• Data to process
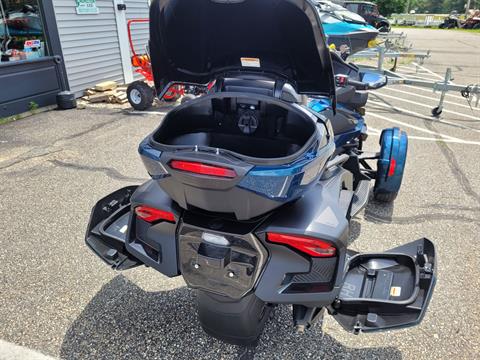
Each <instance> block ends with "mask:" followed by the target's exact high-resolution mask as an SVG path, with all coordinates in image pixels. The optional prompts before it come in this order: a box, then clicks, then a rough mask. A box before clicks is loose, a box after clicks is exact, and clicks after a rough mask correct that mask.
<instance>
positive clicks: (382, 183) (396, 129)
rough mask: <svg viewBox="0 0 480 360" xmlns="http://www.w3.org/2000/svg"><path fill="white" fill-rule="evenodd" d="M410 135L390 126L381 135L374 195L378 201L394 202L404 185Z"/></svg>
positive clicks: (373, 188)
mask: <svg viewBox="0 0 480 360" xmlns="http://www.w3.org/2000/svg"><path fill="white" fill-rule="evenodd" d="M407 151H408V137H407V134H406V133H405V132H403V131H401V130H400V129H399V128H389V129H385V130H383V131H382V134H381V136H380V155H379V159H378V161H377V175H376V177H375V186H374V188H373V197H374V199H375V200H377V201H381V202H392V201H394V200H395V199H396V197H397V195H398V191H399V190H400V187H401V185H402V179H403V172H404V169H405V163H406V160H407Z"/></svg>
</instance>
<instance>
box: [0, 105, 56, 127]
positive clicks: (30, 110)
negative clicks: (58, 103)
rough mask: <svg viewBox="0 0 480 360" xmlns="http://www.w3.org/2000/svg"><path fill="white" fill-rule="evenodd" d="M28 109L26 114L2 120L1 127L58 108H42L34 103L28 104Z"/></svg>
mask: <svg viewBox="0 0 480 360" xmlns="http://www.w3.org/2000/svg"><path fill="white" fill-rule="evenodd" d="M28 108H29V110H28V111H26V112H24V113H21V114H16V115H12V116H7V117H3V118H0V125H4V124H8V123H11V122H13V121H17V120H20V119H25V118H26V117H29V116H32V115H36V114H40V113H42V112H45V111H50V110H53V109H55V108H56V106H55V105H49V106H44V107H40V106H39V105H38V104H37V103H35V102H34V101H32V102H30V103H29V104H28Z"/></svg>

• What the task requires
For every line in the material above that holds the string "instance", add one to a count; state only the final count.

• Solution to this exercise
4